**EXCERPT PROVIDED**
-- Opening Marker --

Basic hardware logic validation: The focus of the logic validation is to ensure that the hardware design works correctly, and exercise specific features of constituent IPs in the SoC design. This is typically done by subjecting the silicon to a wide variety of tests, that include both focused tests for exercising specific features as well as random and constrained-random tests. Traditionally, the SoC is placed on a custom platform (or board) designed specifically for debug with specialized instrumentation for achieving additional observability and controllability of internals of different IPs. Significant debug software is also developed to facilitate this testing (see below). Note that these tests are different from system-level directed tests. In particular, tests executed for post-silicon validation are *system-level*, involving multiple IPs and their coordination.

Hardware/Software compatibility validation: Compatibility validation refers to the activities to ensure that the silicon works with various versions of systems, application software, and peripherals. The validation accounts for various target use cases of the system, the platforms in which the SoC is targeted to be included, etc. Compatibility validation includes, among others, the following: (1) validation of system usage with add-on hardware of multiple external devices and peripherals, (2) exercising various operating systems, applications (including multimedia, games, etc.), and (3) use of various network protocols and communication infrastructures. In addition to the generic complexities of post-silicon validation (see below), a key challenge here is the large number of potential combinations (of configurations of hardware, software, peripheral, use cases etc.) that need to be tested. It is common for compatibility validation to include over a dozen operating systems of different flavors, more than a hundred peripherals, and over 500 applications.

-- Closing Marker --

**ABOUT THIS EXERCISE**
Reproduce the excerpt on post-silicon validation in full, without altering any wording. The items were taken from a separate source unrelated to the excerpt.

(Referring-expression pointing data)
-- Opening Marker --

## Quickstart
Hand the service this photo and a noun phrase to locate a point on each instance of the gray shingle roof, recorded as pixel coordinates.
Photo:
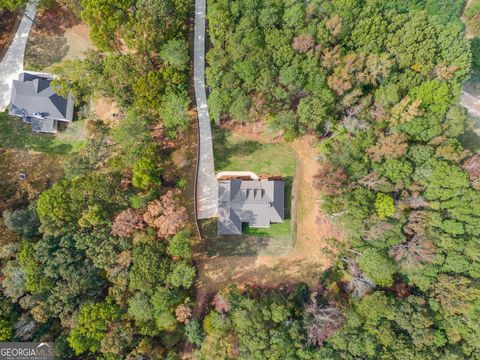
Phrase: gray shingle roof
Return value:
(257, 202)
(33, 96)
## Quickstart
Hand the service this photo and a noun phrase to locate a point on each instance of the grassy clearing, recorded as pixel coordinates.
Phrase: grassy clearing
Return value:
(275, 230)
(242, 245)
(14, 134)
(236, 152)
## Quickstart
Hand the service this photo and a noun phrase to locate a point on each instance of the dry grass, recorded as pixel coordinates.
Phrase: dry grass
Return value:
(59, 35)
(310, 256)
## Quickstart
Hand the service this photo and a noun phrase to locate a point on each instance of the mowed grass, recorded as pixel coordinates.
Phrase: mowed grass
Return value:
(236, 152)
(14, 134)
(275, 230)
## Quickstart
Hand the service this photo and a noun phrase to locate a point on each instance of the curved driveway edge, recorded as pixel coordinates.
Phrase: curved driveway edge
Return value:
(12, 63)
(207, 187)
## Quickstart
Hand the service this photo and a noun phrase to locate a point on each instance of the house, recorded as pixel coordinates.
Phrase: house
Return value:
(256, 202)
(35, 102)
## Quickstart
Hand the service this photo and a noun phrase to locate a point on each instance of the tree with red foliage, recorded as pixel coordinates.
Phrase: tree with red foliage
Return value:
(166, 215)
(472, 167)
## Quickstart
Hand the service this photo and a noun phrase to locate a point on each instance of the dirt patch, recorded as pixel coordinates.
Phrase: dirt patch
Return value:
(311, 255)
(57, 35)
(106, 110)
(9, 22)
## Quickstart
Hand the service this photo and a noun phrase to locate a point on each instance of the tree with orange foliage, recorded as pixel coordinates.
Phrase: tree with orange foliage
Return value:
(166, 215)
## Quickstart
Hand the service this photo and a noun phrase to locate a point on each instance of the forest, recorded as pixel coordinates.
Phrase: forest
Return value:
(102, 267)
(379, 82)
(104, 264)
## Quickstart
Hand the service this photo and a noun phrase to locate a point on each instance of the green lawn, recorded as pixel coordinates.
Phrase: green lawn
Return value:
(235, 152)
(275, 230)
(15, 134)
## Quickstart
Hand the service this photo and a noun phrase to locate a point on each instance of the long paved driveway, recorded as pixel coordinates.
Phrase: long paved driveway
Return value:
(207, 187)
(12, 63)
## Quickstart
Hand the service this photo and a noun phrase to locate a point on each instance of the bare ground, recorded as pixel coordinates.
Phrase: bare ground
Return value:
(310, 256)
(58, 35)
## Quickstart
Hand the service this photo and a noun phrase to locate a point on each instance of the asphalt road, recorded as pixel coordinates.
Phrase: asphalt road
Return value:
(12, 63)
(207, 187)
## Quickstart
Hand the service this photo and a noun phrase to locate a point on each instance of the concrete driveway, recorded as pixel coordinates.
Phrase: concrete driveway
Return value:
(12, 63)
(207, 186)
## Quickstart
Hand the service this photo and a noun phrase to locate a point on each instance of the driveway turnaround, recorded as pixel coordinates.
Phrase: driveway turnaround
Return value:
(12, 63)
(207, 187)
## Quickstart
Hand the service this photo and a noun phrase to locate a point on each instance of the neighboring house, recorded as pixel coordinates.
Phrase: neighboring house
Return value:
(256, 202)
(35, 102)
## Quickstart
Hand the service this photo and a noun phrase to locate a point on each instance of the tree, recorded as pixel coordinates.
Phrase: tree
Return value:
(149, 90)
(164, 302)
(150, 266)
(372, 260)
(127, 222)
(179, 245)
(414, 253)
(384, 205)
(391, 146)
(175, 53)
(12, 5)
(105, 19)
(194, 333)
(472, 14)
(89, 330)
(174, 112)
(146, 173)
(24, 222)
(166, 215)
(303, 43)
(182, 275)
(93, 216)
(321, 322)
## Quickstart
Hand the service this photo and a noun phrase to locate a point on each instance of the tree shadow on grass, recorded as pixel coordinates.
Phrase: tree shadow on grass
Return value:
(224, 150)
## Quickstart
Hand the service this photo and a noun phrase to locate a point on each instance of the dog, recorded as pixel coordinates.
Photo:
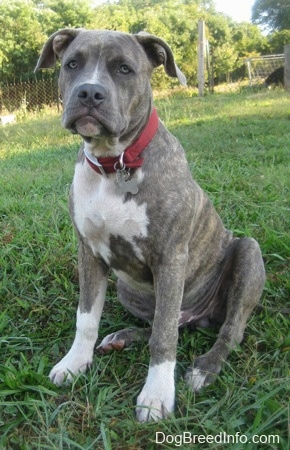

-- Closing Marker --

**SOLUTION FOR THIS TASK**
Basic hardware logic validation: The focus of the logic validation is to ensure that the hardware design works correctly, and exercise specific features of constituent IPs in the SoC design. This is typically done by subjecting the silicon to a wide variety of tests, that include both focused tests for exercising specific features as well as random and constrained-random tests. Traditionally, the SoC is placed on a custom platform (or board) designed specifically for debug with specialized instrumentation for achieving additional observability and controllability of internals of different IPs. Significant debug software is also developed to facilitate this testing (see below). Note that these tests are different from system-level directed tests. In particular, tests executed for post-silicon validation are *system-level*, involving multiple IPs and their coordination.

Hardware/Software compatibility validation: Compatibility validation refers to the activities to ensure that the silicon works with various versions of systems, application software, and peripherals. The validation accounts for various target use cases of the system, the platforms in which the SoC is targeted to be included, etc. Compatibility validation includes, among others, the following: (1) validation of system usage with add-on hardware of multiple external devices and peripherals, (2) exercising various operating systems, applications (including multimedia, games, etc.), and (3) use of various network protocols and communication infrastructures. In addition to the generic complexities of post-silicon validation (see below), a key challenge here is the large number of potential combinations (of configurations of hardware, software, peripheral, use cases etc.) that need to be tested. It is common for compatibility validation to include over a dozen operating systems of different flavors, more than a hundred peripherals, and over 500 applications.